## Instructions for the task
Transcribe the data exactly. Leave nothing out.

Segment Start: The input

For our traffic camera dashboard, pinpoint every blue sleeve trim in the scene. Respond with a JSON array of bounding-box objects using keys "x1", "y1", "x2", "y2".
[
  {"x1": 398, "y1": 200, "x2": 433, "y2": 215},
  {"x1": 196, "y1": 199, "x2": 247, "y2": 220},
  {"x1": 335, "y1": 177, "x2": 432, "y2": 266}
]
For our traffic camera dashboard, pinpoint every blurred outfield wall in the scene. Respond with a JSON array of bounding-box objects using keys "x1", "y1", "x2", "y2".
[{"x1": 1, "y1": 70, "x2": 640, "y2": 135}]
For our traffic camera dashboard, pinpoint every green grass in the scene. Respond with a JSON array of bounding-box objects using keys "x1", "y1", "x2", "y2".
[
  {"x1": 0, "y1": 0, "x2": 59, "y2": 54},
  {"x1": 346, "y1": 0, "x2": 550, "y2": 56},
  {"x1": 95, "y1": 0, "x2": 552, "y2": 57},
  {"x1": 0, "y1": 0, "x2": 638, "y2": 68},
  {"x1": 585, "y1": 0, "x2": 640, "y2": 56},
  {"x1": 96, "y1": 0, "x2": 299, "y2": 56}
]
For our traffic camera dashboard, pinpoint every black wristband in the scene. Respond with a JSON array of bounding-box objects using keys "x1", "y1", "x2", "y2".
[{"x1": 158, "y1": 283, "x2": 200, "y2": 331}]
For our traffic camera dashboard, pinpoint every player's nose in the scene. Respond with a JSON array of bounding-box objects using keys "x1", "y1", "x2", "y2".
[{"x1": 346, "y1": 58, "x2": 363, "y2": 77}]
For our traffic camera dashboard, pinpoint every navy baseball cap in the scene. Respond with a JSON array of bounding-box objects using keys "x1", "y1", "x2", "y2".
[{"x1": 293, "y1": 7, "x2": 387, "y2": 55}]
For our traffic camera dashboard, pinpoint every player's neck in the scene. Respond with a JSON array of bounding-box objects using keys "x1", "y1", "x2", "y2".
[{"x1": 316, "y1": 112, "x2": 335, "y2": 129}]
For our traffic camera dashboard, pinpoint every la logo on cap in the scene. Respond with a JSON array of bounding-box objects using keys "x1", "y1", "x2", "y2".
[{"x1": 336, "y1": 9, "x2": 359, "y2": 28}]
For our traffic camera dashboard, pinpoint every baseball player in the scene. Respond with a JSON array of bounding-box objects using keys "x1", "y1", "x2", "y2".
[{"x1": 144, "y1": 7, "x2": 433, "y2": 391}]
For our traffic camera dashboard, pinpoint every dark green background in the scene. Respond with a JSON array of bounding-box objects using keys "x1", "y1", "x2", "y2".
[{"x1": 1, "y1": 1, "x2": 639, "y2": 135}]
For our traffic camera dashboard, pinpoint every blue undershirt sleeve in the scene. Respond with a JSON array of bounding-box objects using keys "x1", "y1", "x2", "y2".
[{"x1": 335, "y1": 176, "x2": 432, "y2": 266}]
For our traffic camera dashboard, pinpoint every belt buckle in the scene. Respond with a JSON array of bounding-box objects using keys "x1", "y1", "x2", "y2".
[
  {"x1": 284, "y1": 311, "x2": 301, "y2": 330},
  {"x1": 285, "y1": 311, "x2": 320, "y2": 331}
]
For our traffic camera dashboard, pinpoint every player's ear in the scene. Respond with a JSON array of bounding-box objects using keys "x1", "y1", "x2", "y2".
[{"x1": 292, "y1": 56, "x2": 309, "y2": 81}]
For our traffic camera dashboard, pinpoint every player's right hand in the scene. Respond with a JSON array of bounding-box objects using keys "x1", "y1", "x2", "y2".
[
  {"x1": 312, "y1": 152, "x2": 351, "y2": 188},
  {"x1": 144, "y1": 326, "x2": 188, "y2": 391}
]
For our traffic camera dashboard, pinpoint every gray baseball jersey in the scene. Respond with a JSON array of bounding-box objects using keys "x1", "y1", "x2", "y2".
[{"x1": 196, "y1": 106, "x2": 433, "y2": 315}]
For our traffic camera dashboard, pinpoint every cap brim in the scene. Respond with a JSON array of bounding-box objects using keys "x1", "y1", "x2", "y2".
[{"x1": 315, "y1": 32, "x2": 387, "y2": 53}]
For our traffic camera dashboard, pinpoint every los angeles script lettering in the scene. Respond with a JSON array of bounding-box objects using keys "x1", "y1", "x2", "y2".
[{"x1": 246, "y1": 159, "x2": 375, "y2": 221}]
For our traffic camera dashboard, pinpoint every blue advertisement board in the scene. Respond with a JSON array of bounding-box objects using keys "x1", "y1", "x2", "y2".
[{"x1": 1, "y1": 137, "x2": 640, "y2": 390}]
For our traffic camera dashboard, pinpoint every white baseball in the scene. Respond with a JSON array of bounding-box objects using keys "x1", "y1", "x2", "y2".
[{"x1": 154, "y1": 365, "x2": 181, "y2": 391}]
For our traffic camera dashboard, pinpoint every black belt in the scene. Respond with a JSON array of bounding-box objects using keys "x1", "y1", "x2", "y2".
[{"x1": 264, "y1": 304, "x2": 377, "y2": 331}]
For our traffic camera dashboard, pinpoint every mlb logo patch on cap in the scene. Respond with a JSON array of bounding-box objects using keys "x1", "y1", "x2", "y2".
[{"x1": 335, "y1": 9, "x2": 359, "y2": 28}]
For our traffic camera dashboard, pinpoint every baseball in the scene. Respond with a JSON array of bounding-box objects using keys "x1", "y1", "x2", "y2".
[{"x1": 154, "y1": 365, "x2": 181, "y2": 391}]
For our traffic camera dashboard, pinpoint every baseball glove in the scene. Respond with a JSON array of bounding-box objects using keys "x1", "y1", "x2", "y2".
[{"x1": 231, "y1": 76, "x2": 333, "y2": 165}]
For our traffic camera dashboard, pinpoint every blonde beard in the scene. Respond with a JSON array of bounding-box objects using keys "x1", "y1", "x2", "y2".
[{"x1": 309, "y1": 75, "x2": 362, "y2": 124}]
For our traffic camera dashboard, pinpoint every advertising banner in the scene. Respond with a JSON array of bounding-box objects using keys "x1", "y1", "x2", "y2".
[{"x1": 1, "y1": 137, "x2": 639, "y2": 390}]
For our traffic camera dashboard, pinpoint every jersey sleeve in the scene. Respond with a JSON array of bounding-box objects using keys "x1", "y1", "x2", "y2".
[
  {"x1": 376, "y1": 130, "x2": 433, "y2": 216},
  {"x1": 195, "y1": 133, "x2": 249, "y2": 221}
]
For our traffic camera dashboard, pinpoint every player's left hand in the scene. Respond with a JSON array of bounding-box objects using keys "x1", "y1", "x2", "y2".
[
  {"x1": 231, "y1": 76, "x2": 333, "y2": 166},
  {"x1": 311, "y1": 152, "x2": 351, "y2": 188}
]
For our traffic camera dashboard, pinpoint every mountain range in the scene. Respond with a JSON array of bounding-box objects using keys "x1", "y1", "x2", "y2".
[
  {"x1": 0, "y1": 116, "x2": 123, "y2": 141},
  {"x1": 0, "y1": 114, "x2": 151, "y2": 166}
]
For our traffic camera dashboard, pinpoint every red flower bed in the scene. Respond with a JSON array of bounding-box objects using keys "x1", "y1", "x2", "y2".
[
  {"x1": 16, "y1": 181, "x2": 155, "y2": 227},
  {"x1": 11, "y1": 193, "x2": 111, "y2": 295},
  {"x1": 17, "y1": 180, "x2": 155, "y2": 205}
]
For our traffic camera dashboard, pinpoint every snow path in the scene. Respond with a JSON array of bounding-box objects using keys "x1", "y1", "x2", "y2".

Segment End: The input

## Answer space
For our traffic camera dashboard, pinpoint every blue sleeve trim in the scene. Respond with a JSON array of bounding-box objects using keys "x1", "y1", "x2", "y2".
[
  {"x1": 398, "y1": 200, "x2": 433, "y2": 215},
  {"x1": 196, "y1": 199, "x2": 247, "y2": 220},
  {"x1": 335, "y1": 177, "x2": 432, "y2": 266}
]
For our traffic camera dashboard, pinpoint every blurred outfield wall in the scene. Respond with a JSON array of bounding-box objects using keys "x1", "y1", "x2", "y2".
[{"x1": 1, "y1": 70, "x2": 640, "y2": 135}]
For our traffic camera dashboard, pinpoint every green grass in the scene. Respond with a JSON array of bounding-box objects using keys "x1", "y1", "x2", "y2".
[
  {"x1": 0, "y1": 0, "x2": 59, "y2": 54},
  {"x1": 346, "y1": 0, "x2": 550, "y2": 56},
  {"x1": 95, "y1": 0, "x2": 552, "y2": 57},
  {"x1": 0, "y1": 0, "x2": 638, "y2": 68},
  {"x1": 585, "y1": 0, "x2": 640, "y2": 56},
  {"x1": 96, "y1": 0, "x2": 299, "y2": 56}
]
For our traffic camera dashboard, pinpoint every black wristband in the scene. Respond with a JSON array of bounding-box objects using keys "x1", "y1", "x2", "y2".
[{"x1": 158, "y1": 283, "x2": 200, "y2": 331}]
For our traffic camera dashboard, pinpoint every player's nose in the scene. Respond with a JSON array of bounding-box objects using keys "x1", "y1", "x2", "y2".
[{"x1": 346, "y1": 58, "x2": 363, "y2": 77}]
For our traffic camera dashboard, pinpoint every navy baseball cap in the scene. Respond with a JSON array of bounding-box objects using keys "x1", "y1", "x2", "y2".
[{"x1": 293, "y1": 7, "x2": 387, "y2": 55}]
For our traffic camera dashboard, pinpoint every player's neck in the scene. Respond with a JSON array of bounding-box objects using keys "x1", "y1", "x2", "y2".
[{"x1": 316, "y1": 112, "x2": 335, "y2": 129}]
For our traffic camera dashboard, pinpoint every la logo on cap in the scene. Respond with a JSON array of bounding-box objects using keys "x1", "y1", "x2", "y2".
[{"x1": 336, "y1": 9, "x2": 359, "y2": 28}]
For our traffic camera dashboard, pinpoint every baseball player in the scene. Respond with a JSON array of bounding-box objects using keys "x1", "y1", "x2", "y2".
[{"x1": 144, "y1": 7, "x2": 433, "y2": 391}]
For our traffic camera dashboard, pinpoint every dark green background in the scene. Respond with a JSON array of bounding-box objects using keys "x1", "y1", "x2", "y2".
[{"x1": 1, "y1": 1, "x2": 639, "y2": 135}]
For our traffic camera dashboard, pinpoint every blue undershirt sleeve in the scene. Respond with a JSON array of bounding-box objects using keys "x1", "y1", "x2", "y2".
[{"x1": 335, "y1": 176, "x2": 432, "y2": 266}]
For our traffic camera dashboard, pinpoint every belt buckle in the scene. Respond with a JSON array of bounding-box objects using keys "x1", "y1", "x2", "y2".
[
  {"x1": 284, "y1": 311, "x2": 301, "y2": 330},
  {"x1": 285, "y1": 311, "x2": 320, "y2": 331}
]
For our traffic camera dashboard, pinpoint every player's ear in the scene. Respond with a JSON array of bounding-box objects using keys "x1", "y1", "x2", "y2".
[{"x1": 292, "y1": 56, "x2": 309, "y2": 81}]
For our traffic camera dashboard, pinpoint every player's right hand in the scene. Respond with a JSON array of bounding-box objects using keys "x1", "y1", "x2", "y2".
[
  {"x1": 312, "y1": 152, "x2": 351, "y2": 188},
  {"x1": 144, "y1": 326, "x2": 188, "y2": 391}
]
For our traffic camera dashboard, pinpoint every gray baseball jersey in the scene. Respond with a JSON array of bounding-box objects using keys "x1", "y1", "x2", "y2".
[{"x1": 196, "y1": 106, "x2": 433, "y2": 315}]
For our traffic camera dashboard, pinpoint every cap brim in the scene. Respond with a JSON array of bounding-box objects using keys "x1", "y1", "x2", "y2".
[{"x1": 315, "y1": 32, "x2": 387, "y2": 53}]
For our traffic camera dashboard, pinpoint every los angeles script lettering in the scene. Respond with a JSON array of bounding-box objects using keys "x1", "y1", "x2", "y2".
[{"x1": 246, "y1": 159, "x2": 375, "y2": 221}]
For our traffic camera dashboard, pinpoint every blue advertisement board in the scene. Respond with a JSON array of bounding-box objects using keys "x1", "y1", "x2", "y2".
[{"x1": 1, "y1": 137, "x2": 640, "y2": 390}]
For our traffic camera dashboard, pinpoint every white baseball in the scene. Respond with a JSON array of bounding-box objects using keys "x1", "y1", "x2", "y2".
[{"x1": 154, "y1": 365, "x2": 181, "y2": 391}]
For our traffic camera dashboard, pinpoint every black belt in the scene. Respond with a JSON array of bounding-box objects using keys "x1", "y1", "x2", "y2".
[{"x1": 264, "y1": 304, "x2": 377, "y2": 331}]
For our traffic camera dashboard, pinpoint every mlb logo patch on cap in the scene. Respond with a JSON array of bounding-box objects using keys "x1", "y1", "x2", "y2".
[{"x1": 335, "y1": 9, "x2": 359, "y2": 28}]
For our traffic camera dashboard, pinpoint every baseball in the scene. Respond with a JSON array of bounding-box objects using keys "x1", "y1", "x2", "y2".
[{"x1": 154, "y1": 365, "x2": 181, "y2": 391}]
For our traffic camera dashboard, pinpoint every baseball glove in the scene. Respond with a JSON array of bounding-box objects using keys "x1", "y1", "x2", "y2".
[{"x1": 231, "y1": 76, "x2": 333, "y2": 165}]
For our traffic camera dashboard, pinpoint every blonde beard in the scene. Respond with a JSON array of bounding-box objects using keys "x1", "y1", "x2", "y2".
[{"x1": 309, "y1": 75, "x2": 362, "y2": 124}]
For our traffic camera dashboard, pinpoint every advertising banner in the scene. Respond with a JSON array of bounding-box objects using keys "x1", "y1", "x2", "y2".
[{"x1": 1, "y1": 137, "x2": 639, "y2": 390}]
For our traffic camera dashboard, pinpoint every jersey sleeve in the scene. Respond with a JSON array of bounding-box objects using keys "x1", "y1", "x2", "y2".
[
  {"x1": 376, "y1": 130, "x2": 433, "y2": 216},
  {"x1": 195, "y1": 133, "x2": 249, "y2": 221}
]
For our traffic camera dashboard, pinpoint every player's left hand in the scene. Respond with a JSON array of bounding-box objects using keys "x1", "y1", "x2", "y2".
[
  {"x1": 231, "y1": 76, "x2": 333, "y2": 166},
  {"x1": 311, "y1": 152, "x2": 351, "y2": 188}
]
For our traffic camera dashboard, pinpoint every mountain range in the scene. Respond with a JSON array of bounding-box objects using keys "x1", "y1", "x2", "y2".
[
  {"x1": 0, "y1": 116, "x2": 123, "y2": 141},
  {"x1": 0, "y1": 114, "x2": 151, "y2": 166}
]
For our traffic camera dashboard, pinpoint every red flower bed in the scene. Respond with a JSON array of bounding-box objects using keys "x1", "y1", "x2", "y2".
[
  {"x1": 16, "y1": 181, "x2": 155, "y2": 227},
  {"x1": 11, "y1": 193, "x2": 111, "y2": 295},
  {"x1": 17, "y1": 180, "x2": 155, "y2": 205}
]
For our traffic camera dashboard, pinpoint every snow path in the scene. Respond with a JSON array of bounding-box objects using keys "x1", "y1", "x2", "y2".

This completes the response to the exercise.